Saved entries
********************

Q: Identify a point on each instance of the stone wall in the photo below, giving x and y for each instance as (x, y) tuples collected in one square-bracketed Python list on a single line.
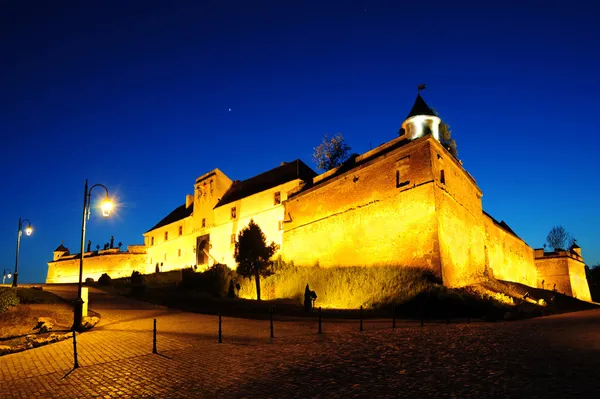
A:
[(259, 207), (382, 212), (509, 257), (113, 262), (458, 207), (563, 271)]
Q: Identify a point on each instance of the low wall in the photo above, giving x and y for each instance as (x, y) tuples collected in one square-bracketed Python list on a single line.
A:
[(509, 257), (119, 264), (563, 273)]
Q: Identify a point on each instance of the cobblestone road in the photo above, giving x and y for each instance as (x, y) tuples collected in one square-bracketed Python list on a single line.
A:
[(556, 356)]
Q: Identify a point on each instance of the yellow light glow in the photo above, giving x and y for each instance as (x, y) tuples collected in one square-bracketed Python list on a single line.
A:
[(106, 207)]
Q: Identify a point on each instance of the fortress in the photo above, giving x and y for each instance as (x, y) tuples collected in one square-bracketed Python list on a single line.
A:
[(407, 202)]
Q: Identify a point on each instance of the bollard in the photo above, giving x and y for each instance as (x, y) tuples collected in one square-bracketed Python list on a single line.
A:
[(320, 331), (220, 330), (76, 363), (271, 311), (360, 317), (154, 339)]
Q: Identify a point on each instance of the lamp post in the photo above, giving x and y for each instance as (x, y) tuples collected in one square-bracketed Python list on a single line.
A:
[(28, 231), (5, 274), (106, 208)]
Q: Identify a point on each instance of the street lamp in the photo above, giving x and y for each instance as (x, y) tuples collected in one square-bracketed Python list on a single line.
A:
[(106, 208), (5, 275), (28, 231)]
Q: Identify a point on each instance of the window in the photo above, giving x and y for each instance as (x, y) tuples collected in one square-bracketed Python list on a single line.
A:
[(402, 166)]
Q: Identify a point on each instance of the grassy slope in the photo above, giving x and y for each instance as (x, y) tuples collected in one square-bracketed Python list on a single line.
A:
[(412, 293), (19, 321)]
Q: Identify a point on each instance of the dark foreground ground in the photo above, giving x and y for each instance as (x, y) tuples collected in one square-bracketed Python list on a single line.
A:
[(556, 357)]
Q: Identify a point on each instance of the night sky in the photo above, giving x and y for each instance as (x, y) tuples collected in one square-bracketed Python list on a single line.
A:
[(145, 96)]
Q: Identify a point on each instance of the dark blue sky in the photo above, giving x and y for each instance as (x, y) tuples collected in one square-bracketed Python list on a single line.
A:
[(136, 95)]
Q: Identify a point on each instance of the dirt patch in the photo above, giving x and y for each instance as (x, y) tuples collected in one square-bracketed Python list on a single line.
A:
[(19, 321)]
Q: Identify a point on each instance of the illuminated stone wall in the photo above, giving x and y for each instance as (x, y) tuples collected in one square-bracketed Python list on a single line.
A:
[(509, 257), (261, 208), (459, 215), (563, 271), (111, 261), (174, 252), (382, 212), (179, 250)]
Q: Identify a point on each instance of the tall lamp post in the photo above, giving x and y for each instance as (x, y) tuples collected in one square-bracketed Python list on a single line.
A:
[(5, 275), (28, 231), (106, 208)]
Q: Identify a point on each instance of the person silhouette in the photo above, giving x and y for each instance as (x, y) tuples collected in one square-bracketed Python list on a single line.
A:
[(307, 299)]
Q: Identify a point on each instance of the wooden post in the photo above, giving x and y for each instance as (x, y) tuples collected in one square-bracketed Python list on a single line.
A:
[(271, 314), (361, 318), (76, 362), (154, 339), (320, 331), (220, 330)]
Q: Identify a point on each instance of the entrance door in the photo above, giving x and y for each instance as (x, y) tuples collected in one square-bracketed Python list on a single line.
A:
[(201, 246)]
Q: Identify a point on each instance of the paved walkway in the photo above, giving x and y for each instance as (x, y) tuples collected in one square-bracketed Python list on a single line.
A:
[(547, 357)]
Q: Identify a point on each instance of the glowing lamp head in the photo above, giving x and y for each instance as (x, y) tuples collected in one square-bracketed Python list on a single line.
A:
[(106, 207)]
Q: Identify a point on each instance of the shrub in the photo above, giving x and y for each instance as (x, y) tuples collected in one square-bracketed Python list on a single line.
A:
[(8, 298), (105, 279)]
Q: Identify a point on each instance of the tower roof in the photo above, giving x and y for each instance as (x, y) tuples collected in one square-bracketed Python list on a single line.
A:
[(420, 107)]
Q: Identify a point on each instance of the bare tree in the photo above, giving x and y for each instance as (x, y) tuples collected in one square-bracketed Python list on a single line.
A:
[(558, 238), (331, 153), (253, 254)]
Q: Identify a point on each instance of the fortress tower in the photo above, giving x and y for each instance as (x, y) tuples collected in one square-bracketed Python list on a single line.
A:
[(408, 202)]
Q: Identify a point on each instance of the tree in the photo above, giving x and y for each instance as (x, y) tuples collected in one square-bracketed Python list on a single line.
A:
[(331, 153), (253, 255), (558, 238)]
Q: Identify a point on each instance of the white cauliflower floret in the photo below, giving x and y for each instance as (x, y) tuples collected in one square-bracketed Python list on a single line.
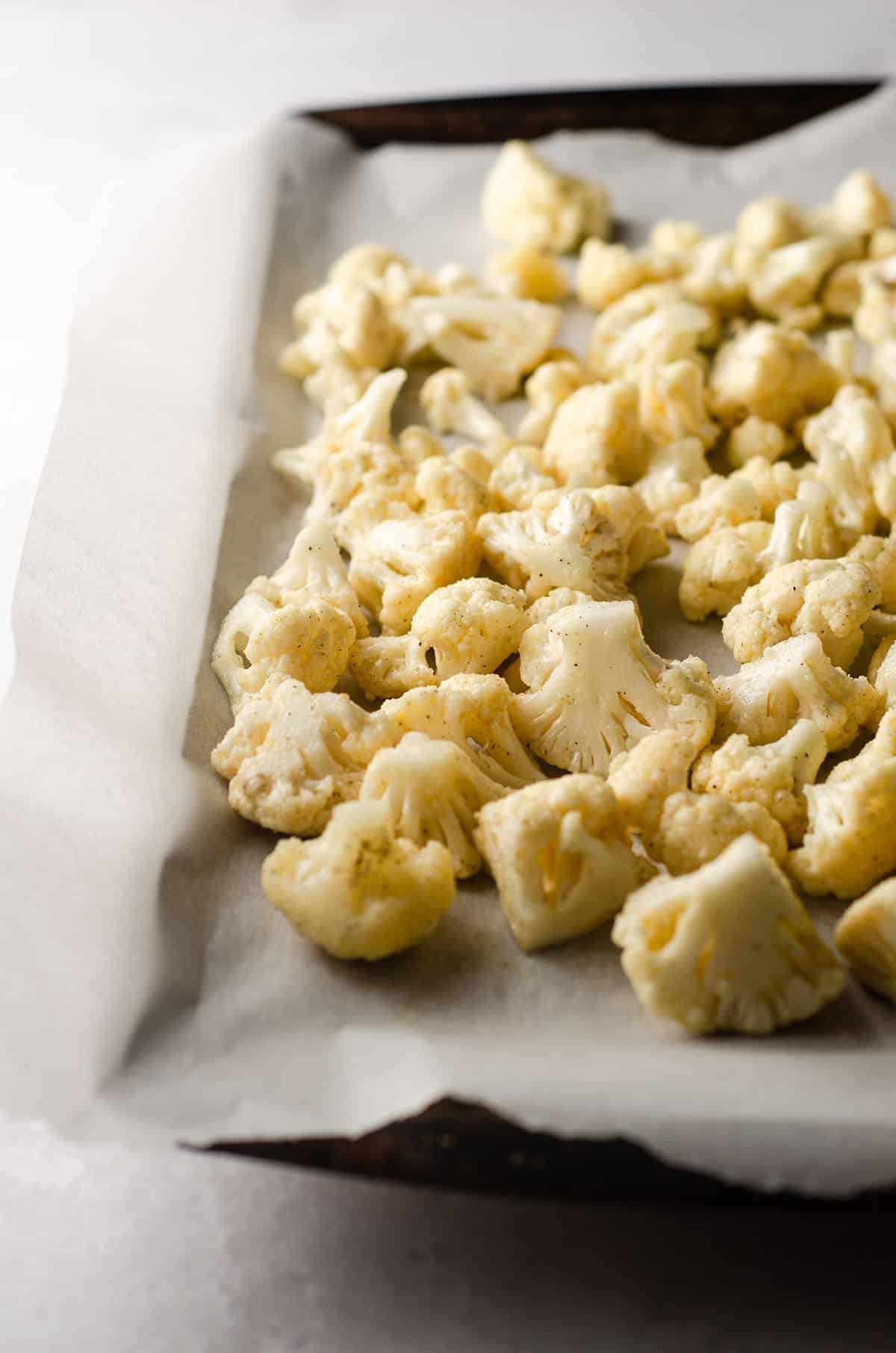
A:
[(451, 406), (528, 273), (493, 340), (596, 438), (794, 679), (772, 373), (561, 858), (291, 756), (729, 948), (401, 562), (827, 597), (867, 938), (596, 688), (546, 390), (470, 626), (721, 567), (850, 842), (361, 891), (773, 776), (527, 202), (433, 791)]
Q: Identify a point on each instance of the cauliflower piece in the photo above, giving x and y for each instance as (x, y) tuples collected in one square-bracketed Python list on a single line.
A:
[(606, 273), (561, 858), (727, 948), (827, 597), (721, 503), (772, 373), (696, 828), (794, 679), (774, 776), (361, 891), (433, 791), (867, 938), (401, 562), (527, 202), (451, 406), (494, 341), (721, 567), (596, 438), (596, 688), (591, 539), (546, 390), (527, 273), (291, 756), (850, 841), (470, 626), (474, 712)]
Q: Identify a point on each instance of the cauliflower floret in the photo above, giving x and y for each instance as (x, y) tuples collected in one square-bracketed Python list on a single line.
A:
[(773, 776), (596, 688), (561, 858), (291, 756), (494, 341), (827, 597), (401, 562), (528, 273), (596, 438), (470, 626), (727, 948), (361, 891), (794, 679), (772, 373), (546, 390), (591, 539), (527, 202), (474, 712), (694, 828), (721, 567), (433, 791), (867, 938), (850, 842), (451, 406)]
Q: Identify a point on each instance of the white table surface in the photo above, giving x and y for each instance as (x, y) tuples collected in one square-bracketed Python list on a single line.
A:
[(108, 1251)]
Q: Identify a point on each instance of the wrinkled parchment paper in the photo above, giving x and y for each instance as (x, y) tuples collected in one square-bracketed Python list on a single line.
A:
[(148, 992)]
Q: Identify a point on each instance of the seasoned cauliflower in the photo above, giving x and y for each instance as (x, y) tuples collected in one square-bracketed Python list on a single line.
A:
[(867, 938), (774, 776), (827, 597), (727, 948), (596, 689), (433, 791), (527, 202), (561, 858), (794, 679), (850, 842), (493, 340), (291, 756), (361, 891), (401, 562)]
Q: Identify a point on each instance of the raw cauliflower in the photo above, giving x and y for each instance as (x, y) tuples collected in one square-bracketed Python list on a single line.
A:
[(561, 858), (794, 679), (831, 598), (596, 689), (729, 948), (433, 791), (359, 891), (774, 776), (850, 841), (867, 938), (527, 202)]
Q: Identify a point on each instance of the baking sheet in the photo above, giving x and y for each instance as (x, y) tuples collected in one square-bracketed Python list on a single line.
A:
[(148, 992)]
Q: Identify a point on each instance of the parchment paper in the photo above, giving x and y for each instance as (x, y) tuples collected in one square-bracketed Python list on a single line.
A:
[(148, 992)]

********************

Your task is to transcribe all of the records precisely, with no images included.

Q: Identify a point on each instance of the stone wall in the photo below, giving x and y for each instance as (x, y) tuples collected in one square-bracketed Python list on a single line.
A:
[(259, 207), (382, 212), (509, 257), (113, 262), (458, 207), (563, 271)]
Q: Identify a point on each instance of the low wall in the photo above, giving x and y for each instance as (x, y) tuples collected in one square-bracketed Python list on a single line.
A:
[(509, 257), (119, 264), (563, 273)]
Q: Identify a point on each instance of the cobblestone road in the photo above, giving x and y for each instance as (x, y) tuples collected in one square-bracketed Python list on a single line.
A:
[(556, 356)]
Q: Identify a point on each instance of the yellow light glow in the photo above, giving x and y for each instance as (x, y) tuples collected in one square-bracketed Python list on a single line.
A:
[(106, 207)]
Q: Identify a point on each instance of the fortress in the photo above, giving x and y for each instance as (x, y) tuples collected in one square-bracketed Python list on a single line.
A:
[(407, 202)]
Q: Identify a point on each instance of the bollard in the photo above, giving x and y for each instance as (x, y) tuples collected in one square-bracketed Python list on a single line.
A:
[(320, 331), (220, 330), (76, 363), (271, 311), (360, 317), (154, 339)]
Q: Identify a point on each instance of the lamp post in the photo above, giving x and y for each instance as (x, y) tuples collected in one square-bracketed Python list on a single line.
A:
[(28, 231), (5, 274), (106, 208)]
Q: Identify a point on each instance of the street lamp in the photo above, giving x and y for each instance as (x, y) tuples collected in one square-bracketed Python list on a single line.
A:
[(106, 208), (5, 275), (28, 231)]
Q: Identify a point on each instance of the window in the photo above, giving x and y for each instance as (x, y) tuples collected in one square-bracketed Python list on a single line.
A:
[(402, 166)]
Q: Identify a point on each instance of the grassy slope in the photo above, giving x and y for each instance as (x, y) tuples collected in one square-bracketed Python list on a single line.
A:
[(412, 293), (19, 321)]
Q: Identify a point on each instance of the dark foreground ground in the photo above, giving x and y for each instance as (x, y) tuples collected in one square-bracketed Python list on a single line.
A:
[(556, 357)]
Q: Identify a point on each instance of the night sky in the photo above, giving x and y for each instance as (x, y) tuples collected in one square-bracketed Python list on a single line.
A:
[(145, 96)]
Q: Identify a point on each instance of the dark blue sky in the photo above, giving x and y for each instance as (x, y) tuples collected in one square-bracketed Python list on a single line.
A:
[(136, 95)]
Q: Identify a point on each instance of the dirt patch in the photo above, giving x and y for each instance as (x, y) tuples collected in one square-bracketed Python list on a single line.
A:
[(19, 321)]
Q: Identify a point on each instance of the illuminated stone wall in the photo above, giving x and y for each instance as (x, y) tuples collected in one square-bracketed Python list on a single line.
A:
[(509, 257), (261, 208), (459, 215), (563, 271), (111, 261), (174, 252), (382, 212), (179, 250)]
Q: Identify a point on each instance of the tall lamp post in the photo above, giving x and y for each instance as (x, y) tuples collected in one square-bracketed Python list on a single line.
A:
[(5, 275), (28, 231), (106, 208)]
Q: Identify a point on each instance of the person silhouette in the photo above, giving x and y for each instance as (x, y) tuples collected in one square-bracketed Python list on a single line.
A:
[(307, 299)]
Q: Identify a point on each instance of the wooden post in the photo above, giving x and y for each instance as (x, y) tuples collected in one square-bracketed Python list on a single line.
A:
[(271, 314), (361, 318), (76, 362), (154, 339), (320, 331), (220, 330)]
Q: Identify a point on each instance of the entrance door in the photo above, giving x and y for each instance as (x, y) tuples collected in one square-bracketed Python list on a single line.
A:
[(201, 246)]
Q: Identify a point on each instance of the paved walkway in the photo above, giving x and y for each instance as (x, y) tuples collected in one square-bracketed Python list on a single line.
A:
[(547, 357)]
Q: Identify a point on each instance of the glowing lamp head in the photo above, giving x and y for each instance as (x, y) tuples collected in one square-bracketed Python list on a single line.
A:
[(106, 207)]
Q: Identify a point on each instance of the shrub in the photo above, giving x and y for each instance as (x, y) tuples collected in one square-bracketed Python list on a single line.
A:
[(8, 298), (105, 279)]
Q: Identify a point on each instance of the tower roof in the photo above, giving x and y for each instance as (x, y) tuples collected in one square-bracketed Python list on a single line.
A:
[(420, 107)]
Q: Identify a point on each instance of the bare tree in the photo above, giving x and y for each instance as (x, y) tuples collected in one square-bracketed Python list on a single line.
A:
[(558, 238), (331, 153), (253, 254)]
Q: Identify a point on each instance of the fortress tower in the photo above, giving x and y for each instance as (x, y) tuples collected in one square-bracketed Python list on a single line.
A:
[(408, 202)]
Q: Identify a point on each instance of the tree in the photo above, giving x and y for each instance as (x, y) tuples collected in one square-bracketed Python list on a single line.
A:
[(331, 153), (253, 255), (558, 238)]
Q: Identify a point on each instance of the white cauliflower floret in the photo below, giving x and y for each instance as (x, y) tuples collected in one square-bracketed Python list on a single line.
A:
[(451, 406), (528, 273), (493, 340), (596, 438), (794, 679), (772, 373), (561, 858), (291, 756), (729, 948), (401, 562), (827, 597), (867, 938), (596, 688), (546, 390), (470, 626), (721, 567), (850, 842), (361, 891), (773, 776), (527, 202), (433, 791)]
Q: Identify a point on each instance of the cauliflower piece in the photo above, giving x and y for each instance as (x, y) tuples collected in one square-bracketed Python list on a single line.
A:
[(606, 273), (561, 858), (727, 948), (827, 597), (721, 503), (772, 373), (696, 828), (794, 679), (774, 776), (361, 891), (433, 791), (867, 938), (401, 562), (527, 202), (451, 406), (494, 341), (721, 567), (596, 438), (596, 688), (591, 539), (546, 390), (527, 273), (291, 756), (850, 841), (470, 626), (474, 712)]
Q: Identify a point on each instance of the cauliflower floret in the photo above, giving x and y for each instance as (x, y) tuples collected in one square-bracketed Python list on a single line.
A:
[(773, 776), (596, 688), (561, 858), (291, 756), (494, 341), (827, 597), (401, 562), (528, 273), (596, 438), (470, 626), (727, 948), (361, 891), (794, 679), (772, 373), (546, 390), (591, 539), (527, 202), (474, 712), (694, 828), (721, 567), (433, 791), (867, 938), (850, 842), (451, 406)]
Q: Identify a point on each instance of the white table surface in the photo above, giving x and y for each instance as (x, y) tuples collected in one square-bracketed Python list on a single line.
A:
[(108, 1251)]
Q: Identify a point on each instance of the wrinkled parchment paper in the photo above, giving x and y for each instance as (x, y) tuples collected in one square-bracketed Python list on a single line.
A:
[(148, 992)]
Q: Identify a point on each instance of the seasoned cauliflower in the photo above, giving x and y for each instance as (x, y) tuples collected in one square-bracketed Python list on a single line.
A:
[(867, 938), (774, 776), (827, 597), (727, 948), (596, 689), (433, 791), (527, 202), (561, 858), (794, 679), (850, 842), (493, 340), (291, 756), (361, 891), (401, 562)]
Q: Identify a point on each instance of the raw cauliflower in the photo above, giving x and y for each instance as (x, y) tuples collected in one square-bracketed Python list on a single line.
A:
[(561, 858), (794, 679), (831, 598), (596, 689), (729, 948), (433, 791), (359, 891), (774, 776), (850, 841), (867, 938), (527, 202)]
Q: Identify a point on each instance of the baking sheet in the photo above, giving x and y for each instance as (x, y) tuples collected in one square-bracketed Python list on a single line.
A:
[(148, 992)]
Q: Identify a point on each instance of the parchment paper in the photo above, giving x and y for each instance as (x, y) tuples collected in one square-bracketed Python list on a single line.
A:
[(148, 992)]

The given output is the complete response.